PROMPT:
Here are some records. Transcribe all of them exactly.

*** MATERIAL PROVIDED Section Begins ***

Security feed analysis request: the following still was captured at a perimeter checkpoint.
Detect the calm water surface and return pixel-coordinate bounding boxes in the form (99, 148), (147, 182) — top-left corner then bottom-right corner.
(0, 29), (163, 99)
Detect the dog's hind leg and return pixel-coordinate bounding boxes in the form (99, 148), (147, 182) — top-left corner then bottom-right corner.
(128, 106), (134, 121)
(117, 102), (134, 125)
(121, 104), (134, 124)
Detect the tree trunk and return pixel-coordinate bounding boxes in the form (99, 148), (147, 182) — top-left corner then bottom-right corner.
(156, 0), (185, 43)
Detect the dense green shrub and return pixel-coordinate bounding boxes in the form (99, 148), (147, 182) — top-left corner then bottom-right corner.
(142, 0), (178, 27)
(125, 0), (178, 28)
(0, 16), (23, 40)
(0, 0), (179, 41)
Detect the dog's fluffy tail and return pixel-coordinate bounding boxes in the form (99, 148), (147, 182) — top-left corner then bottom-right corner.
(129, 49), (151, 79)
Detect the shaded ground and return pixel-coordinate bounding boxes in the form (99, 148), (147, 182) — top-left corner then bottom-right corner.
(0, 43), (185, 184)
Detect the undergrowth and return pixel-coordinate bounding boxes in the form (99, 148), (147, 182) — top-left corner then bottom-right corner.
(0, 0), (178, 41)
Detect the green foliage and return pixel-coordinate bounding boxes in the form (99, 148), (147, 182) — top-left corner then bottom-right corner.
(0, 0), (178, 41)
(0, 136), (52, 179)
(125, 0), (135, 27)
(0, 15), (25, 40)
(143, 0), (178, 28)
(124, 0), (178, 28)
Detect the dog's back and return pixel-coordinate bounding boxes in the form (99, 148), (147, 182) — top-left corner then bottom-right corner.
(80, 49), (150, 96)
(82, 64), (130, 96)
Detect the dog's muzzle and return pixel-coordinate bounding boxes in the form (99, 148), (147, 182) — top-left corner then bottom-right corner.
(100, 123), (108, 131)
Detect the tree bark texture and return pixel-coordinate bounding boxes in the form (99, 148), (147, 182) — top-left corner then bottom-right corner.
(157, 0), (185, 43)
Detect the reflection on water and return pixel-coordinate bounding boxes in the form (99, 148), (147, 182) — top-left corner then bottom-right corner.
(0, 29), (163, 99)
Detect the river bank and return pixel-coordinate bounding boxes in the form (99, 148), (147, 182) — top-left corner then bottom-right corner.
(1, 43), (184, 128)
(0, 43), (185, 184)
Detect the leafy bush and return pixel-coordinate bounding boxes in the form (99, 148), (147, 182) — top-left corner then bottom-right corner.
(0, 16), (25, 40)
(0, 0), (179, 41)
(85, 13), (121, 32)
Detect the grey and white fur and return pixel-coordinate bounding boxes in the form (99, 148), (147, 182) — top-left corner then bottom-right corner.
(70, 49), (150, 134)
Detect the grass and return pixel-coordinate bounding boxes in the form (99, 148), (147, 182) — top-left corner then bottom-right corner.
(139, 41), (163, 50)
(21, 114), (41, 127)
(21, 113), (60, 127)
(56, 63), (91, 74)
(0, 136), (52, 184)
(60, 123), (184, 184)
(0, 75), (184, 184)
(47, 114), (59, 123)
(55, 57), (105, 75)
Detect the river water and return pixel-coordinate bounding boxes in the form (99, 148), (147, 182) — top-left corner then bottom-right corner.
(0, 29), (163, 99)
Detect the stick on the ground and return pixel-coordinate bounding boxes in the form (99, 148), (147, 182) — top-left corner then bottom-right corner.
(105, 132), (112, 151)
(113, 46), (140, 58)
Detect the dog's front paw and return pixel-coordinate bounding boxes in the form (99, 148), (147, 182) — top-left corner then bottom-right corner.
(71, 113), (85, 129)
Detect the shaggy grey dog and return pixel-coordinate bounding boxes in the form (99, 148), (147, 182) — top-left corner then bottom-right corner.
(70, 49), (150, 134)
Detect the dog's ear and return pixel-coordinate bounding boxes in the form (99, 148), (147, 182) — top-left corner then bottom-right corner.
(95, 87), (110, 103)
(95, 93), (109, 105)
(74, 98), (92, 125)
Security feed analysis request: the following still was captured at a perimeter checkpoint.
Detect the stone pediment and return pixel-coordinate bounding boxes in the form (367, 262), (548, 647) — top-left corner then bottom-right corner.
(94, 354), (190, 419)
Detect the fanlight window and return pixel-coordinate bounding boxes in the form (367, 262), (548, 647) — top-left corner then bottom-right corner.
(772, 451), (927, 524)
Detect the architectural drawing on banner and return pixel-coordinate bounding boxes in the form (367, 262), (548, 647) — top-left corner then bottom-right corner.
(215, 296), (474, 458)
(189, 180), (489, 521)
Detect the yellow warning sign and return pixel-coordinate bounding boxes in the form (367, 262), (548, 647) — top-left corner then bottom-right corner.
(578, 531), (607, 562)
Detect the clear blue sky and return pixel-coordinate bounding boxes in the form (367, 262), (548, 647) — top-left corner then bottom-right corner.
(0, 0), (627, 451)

*** MATERIAL PROVIDED Section Ends ***

RESULT OF THIS EXERCISE:
Security feed analysis request: the following still was captured at a perimeter checkpoint.
Detect the calm water surface and return pixel-coordinate bounding boxes in the form (99, 148), (147, 182) — top-left corner then bottom-right corner.
(0, 29), (163, 99)
Detect the dog's hind leg and return pixel-coordinate bounding boxes in the form (99, 148), (147, 182) — top-left corner then bottom-right corner.
(128, 106), (134, 121)
(117, 102), (134, 125)
(121, 104), (134, 124)
Detect the tree trunk and return pixel-coordinate bounding boxes in the form (99, 148), (147, 182) — top-left corner then bottom-right corner.
(156, 0), (185, 43)
Detect the dense green shrub and return pixel-coordinate bounding boxes in the form (99, 148), (147, 182) — top-left corner then bottom-right corner.
(142, 0), (178, 27)
(125, 0), (178, 28)
(0, 16), (23, 40)
(0, 0), (179, 41)
Detect the dog's fluffy tail and return pixel-coordinate bounding boxes in the form (99, 148), (147, 182) — top-left corner then bottom-right corner.
(129, 49), (151, 79)
Detect the shaded ground and return pixel-coordinate bounding boxes in the form (99, 148), (147, 182) — top-left corner then bottom-right corner.
(0, 43), (185, 184)
Detect the undergrowth and return pixel-coordinate bounding boxes in the form (99, 148), (147, 182) — top-left corner then bottom-right corner.
(0, 0), (178, 41)
Detect the green foliage and return pixel-coordinate bounding boxes in the form (99, 148), (147, 182) — top-left corner then bottom-right corner.
(0, 0), (178, 41)
(0, 136), (52, 179)
(125, 0), (135, 27)
(0, 15), (25, 40)
(143, 0), (178, 28)
(124, 0), (178, 28)
Detect the dog's back and return pixel-coordinate bounding boxes in the form (99, 148), (147, 182) — top-left corner then bottom-right corner.
(80, 49), (150, 96)
(82, 64), (130, 96)
Detect the dog's muzzle and return pixel-coordinate bounding boxes in the form (99, 148), (147, 182) — top-left corner then bottom-right corner.
(100, 123), (108, 131)
Detect the tree bark texture and return pixel-coordinate bounding boxes in the form (99, 148), (147, 182) — top-left corner then bottom-right corner.
(157, 0), (185, 43)
Detect the reflection on water and return pixel-coordinate bounding boxes in the form (99, 148), (147, 182) — top-left corner then bottom-right corner.
(0, 29), (163, 99)
Detect the river bank and return pixel-coordinate bounding boxes in the form (99, 148), (147, 182) — top-left corner then bottom-right corner.
(1, 43), (184, 128)
(0, 43), (185, 184)
Detect the leafy bush and return pixel-coordinate bounding boxes in the form (99, 148), (147, 182) — top-left corner then bottom-right corner.
(0, 16), (25, 40)
(0, 0), (179, 41)
(85, 13), (121, 32)
Detect the grey and white fur and return pixel-coordinate bounding boxes in the form (99, 148), (147, 182) — top-left corner then bottom-right corner.
(70, 49), (150, 134)
Detect the grass and return pixel-coordinate bounding boxes in the form (99, 148), (147, 182) — top-left corner then bottom-right corner.
(139, 41), (163, 50)
(21, 114), (41, 127)
(21, 113), (60, 127)
(56, 63), (91, 74)
(0, 136), (52, 184)
(60, 123), (184, 184)
(0, 75), (184, 184)
(47, 114), (59, 123)
(55, 57), (105, 75)
Detect the river water and return pixel-coordinate bounding boxes in the form (99, 148), (147, 182) — top-left corner then bottom-right corner.
(0, 29), (163, 99)
Detect the stick on the ground and return pixel-coordinate bounding boxes in the form (99, 148), (147, 182) — top-left corner then bottom-right corner.
(105, 132), (112, 151)
(113, 46), (140, 58)
Detect the dog's front paw and return pixel-coordinate bounding boxes in the form (99, 148), (147, 182) — top-left corner then bottom-right corner.
(71, 113), (85, 129)
Detect the shaggy grey dog and return pixel-coordinate bounding boxes in the form (99, 148), (147, 182) — top-left corner then bottom-right corner.
(70, 49), (150, 134)
Detect the dog's ear and return pixel-coordinate bounding boxes in the form (99, 148), (147, 182) — top-left corner then bottom-right corner.
(95, 87), (110, 103)
(95, 93), (109, 105)
(74, 98), (92, 125)
Security feed analysis request: the following still was captured at a perimeter checkpoint.
Detect the stone pediment and return pixel-coordinate bounding boxes in the form (367, 262), (548, 647) — top-left corner then bottom-right corner.
(94, 354), (190, 419)
Detect the fanlight window and return pixel-coordinate bounding boxes in the form (367, 262), (548, 647) — top-left corner then bottom-right corner.
(772, 451), (927, 524)
Detect the architectural drawing on banner and return pixel-coordinate bounding boxes in the form (367, 262), (548, 647) — top-left corner then bottom-right corner.
(215, 296), (474, 458)
(189, 180), (489, 521)
Detect the yellow warning sign and return pixel-coordinate bounding boxes in the form (367, 262), (548, 647) — top-left corner then bottom-right corner.
(578, 531), (607, 562)
Detect the clear blue sky and return pixel-coordinate bounding boxes in the form (367, 262), (548, 647) — top-left corner then bottom-right corner.
(0, 0), (627, 451)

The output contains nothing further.